▶ Task to complete: List all lines of the data that include the string "lamp".

══ Input data ══

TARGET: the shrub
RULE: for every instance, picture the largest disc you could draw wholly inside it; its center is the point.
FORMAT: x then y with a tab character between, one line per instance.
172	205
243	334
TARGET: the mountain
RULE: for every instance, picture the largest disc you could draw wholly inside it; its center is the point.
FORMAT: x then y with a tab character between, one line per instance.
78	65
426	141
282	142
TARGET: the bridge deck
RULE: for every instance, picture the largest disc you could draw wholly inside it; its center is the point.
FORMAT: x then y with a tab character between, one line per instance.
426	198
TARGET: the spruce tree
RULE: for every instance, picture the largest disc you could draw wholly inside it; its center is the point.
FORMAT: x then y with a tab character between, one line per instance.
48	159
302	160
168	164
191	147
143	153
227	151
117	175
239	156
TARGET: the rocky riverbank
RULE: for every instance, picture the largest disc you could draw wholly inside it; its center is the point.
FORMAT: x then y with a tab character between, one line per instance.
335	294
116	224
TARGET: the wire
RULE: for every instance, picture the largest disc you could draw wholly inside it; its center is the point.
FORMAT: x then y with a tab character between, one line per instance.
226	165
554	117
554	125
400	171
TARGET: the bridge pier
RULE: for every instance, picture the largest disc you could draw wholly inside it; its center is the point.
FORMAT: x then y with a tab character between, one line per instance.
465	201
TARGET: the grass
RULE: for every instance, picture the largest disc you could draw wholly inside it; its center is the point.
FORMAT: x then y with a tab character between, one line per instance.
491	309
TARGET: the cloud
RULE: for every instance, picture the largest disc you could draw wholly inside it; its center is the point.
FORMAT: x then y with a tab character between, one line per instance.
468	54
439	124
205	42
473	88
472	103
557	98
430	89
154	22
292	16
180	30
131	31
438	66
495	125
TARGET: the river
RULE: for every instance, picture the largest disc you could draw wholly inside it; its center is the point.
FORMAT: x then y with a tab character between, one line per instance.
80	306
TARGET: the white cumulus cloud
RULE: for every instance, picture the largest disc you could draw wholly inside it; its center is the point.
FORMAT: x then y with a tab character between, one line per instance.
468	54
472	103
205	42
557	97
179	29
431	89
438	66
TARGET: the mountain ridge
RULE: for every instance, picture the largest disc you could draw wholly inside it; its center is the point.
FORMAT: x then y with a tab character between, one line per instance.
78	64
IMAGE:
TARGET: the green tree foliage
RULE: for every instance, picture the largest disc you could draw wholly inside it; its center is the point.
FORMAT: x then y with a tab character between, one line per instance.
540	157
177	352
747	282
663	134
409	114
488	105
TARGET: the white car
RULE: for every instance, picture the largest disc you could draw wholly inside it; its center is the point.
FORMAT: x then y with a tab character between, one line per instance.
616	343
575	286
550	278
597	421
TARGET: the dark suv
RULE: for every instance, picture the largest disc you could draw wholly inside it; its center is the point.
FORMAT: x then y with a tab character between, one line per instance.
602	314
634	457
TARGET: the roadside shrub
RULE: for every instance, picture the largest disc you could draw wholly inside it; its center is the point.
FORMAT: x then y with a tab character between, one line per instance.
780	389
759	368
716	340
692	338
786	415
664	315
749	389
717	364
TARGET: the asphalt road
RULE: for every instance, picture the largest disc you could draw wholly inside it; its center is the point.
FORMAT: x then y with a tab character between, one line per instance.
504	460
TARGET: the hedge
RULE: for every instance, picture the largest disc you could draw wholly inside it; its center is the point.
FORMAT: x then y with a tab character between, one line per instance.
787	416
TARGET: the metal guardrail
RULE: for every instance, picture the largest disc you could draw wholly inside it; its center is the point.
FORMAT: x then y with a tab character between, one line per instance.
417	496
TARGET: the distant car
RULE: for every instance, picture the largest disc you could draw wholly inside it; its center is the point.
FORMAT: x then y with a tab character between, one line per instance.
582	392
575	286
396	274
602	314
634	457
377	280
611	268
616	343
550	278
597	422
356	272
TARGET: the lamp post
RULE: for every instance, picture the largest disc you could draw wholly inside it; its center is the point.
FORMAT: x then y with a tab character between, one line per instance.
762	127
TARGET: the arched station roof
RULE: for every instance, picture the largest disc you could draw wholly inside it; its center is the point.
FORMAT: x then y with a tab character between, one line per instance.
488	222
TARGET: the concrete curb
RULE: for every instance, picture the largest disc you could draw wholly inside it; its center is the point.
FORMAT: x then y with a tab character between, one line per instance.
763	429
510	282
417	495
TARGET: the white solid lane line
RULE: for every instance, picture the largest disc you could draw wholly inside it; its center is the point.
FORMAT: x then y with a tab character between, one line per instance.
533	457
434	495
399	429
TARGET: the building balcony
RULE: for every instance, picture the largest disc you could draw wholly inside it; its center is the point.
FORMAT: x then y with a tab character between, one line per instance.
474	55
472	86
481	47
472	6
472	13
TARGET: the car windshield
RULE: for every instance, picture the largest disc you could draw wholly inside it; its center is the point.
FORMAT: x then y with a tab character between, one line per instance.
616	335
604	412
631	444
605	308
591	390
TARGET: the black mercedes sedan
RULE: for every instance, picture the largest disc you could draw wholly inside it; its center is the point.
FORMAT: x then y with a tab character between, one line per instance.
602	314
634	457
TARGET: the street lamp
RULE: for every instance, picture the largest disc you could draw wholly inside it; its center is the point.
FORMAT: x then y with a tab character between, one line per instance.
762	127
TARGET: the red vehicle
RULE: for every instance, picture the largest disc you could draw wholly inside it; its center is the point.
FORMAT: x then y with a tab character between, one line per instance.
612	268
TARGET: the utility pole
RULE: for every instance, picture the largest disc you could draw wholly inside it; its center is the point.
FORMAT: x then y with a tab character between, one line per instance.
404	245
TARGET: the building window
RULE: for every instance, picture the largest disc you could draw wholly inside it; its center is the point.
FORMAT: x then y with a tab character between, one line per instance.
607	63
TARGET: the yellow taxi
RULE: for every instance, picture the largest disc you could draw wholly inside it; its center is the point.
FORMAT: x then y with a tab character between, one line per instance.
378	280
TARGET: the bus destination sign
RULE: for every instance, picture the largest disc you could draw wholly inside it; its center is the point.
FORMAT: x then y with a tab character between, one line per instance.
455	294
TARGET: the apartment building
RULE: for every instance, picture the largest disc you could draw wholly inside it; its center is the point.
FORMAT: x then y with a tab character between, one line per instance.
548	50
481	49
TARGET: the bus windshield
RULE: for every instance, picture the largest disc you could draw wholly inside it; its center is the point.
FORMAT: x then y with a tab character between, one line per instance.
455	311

═══

▶ Your solution:
TARGET: the lamp post
TARGET: the street lamp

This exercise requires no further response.